— Goal —
Write every line of the data below as a JSON list of strings, one string per line, skipping blank lines. Leave the pictures out of the list.

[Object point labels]

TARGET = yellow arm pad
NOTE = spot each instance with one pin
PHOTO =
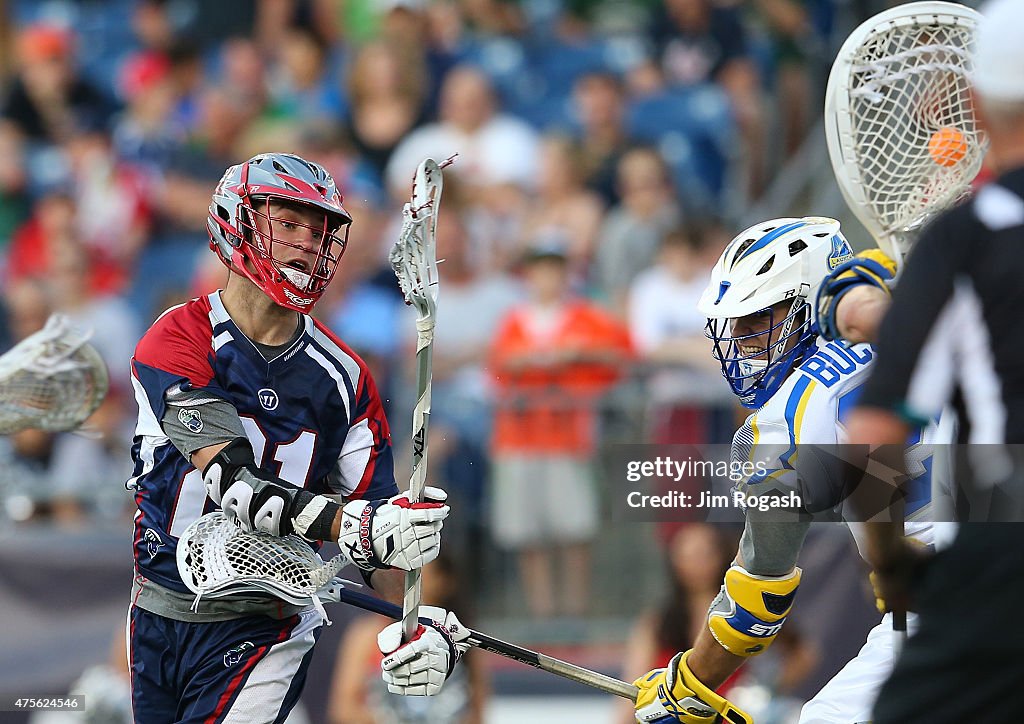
(674, 694)
(751, 609)
(880, 257)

— Exercise output —
[
  "TARGET = yellow arm pad",
  "NOTE = spot each instance with one pin",
  "PHOTO =",
  "(674, 694)",
  "(751, 609)",
  "(880, 257)"
]